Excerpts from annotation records
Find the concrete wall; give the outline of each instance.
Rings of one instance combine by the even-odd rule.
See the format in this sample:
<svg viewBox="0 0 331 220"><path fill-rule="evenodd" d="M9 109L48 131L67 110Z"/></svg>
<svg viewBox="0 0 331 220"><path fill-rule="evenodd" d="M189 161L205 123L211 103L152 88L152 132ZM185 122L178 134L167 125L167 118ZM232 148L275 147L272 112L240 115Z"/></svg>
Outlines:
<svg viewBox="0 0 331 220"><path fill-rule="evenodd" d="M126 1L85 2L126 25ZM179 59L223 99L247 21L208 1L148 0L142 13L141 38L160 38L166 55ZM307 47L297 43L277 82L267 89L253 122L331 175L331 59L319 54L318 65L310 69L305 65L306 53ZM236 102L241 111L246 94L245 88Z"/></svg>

PROBLEM: Rewrite every line of the rows above as a numbered list, skipping any blank lines.

SOLUTION FOR THIS PROBLEM:
1. Find the concrete wall; give the outline of each instance.
2. Rings of one instance combine by the even-odd rule.
3. See the format in this sample:
4. <svg viewBox="0 0 331 220"><path fill-rule="evenodd" d="M9 109L48 131L67 110Z"/></svg>
5. <svg viewBox="0 0 331 220"><path fill-rule="evenodd" d="M189 161L205 123L211 103L152 88L152 132ZM185 122L178 134L167 125L167 118ZM232 148L275 147L272 112L240 115Z"/></svg>
6. Outlines:
7. <svg viewBox="0 0 331 220"><path fill-rule="evenodd" d="M126 1L85 2L126 25ZM179 59L223 99L247 21L208 1L148 0L142 13L141 38L160 38L166 55ZM307 47L297 43L277 82L267 89L253 122L331 175L331 59L319 54L318 65L310 69L305 65L306 53ZM236 102L241 111L246 94L245 88Z"/></svg>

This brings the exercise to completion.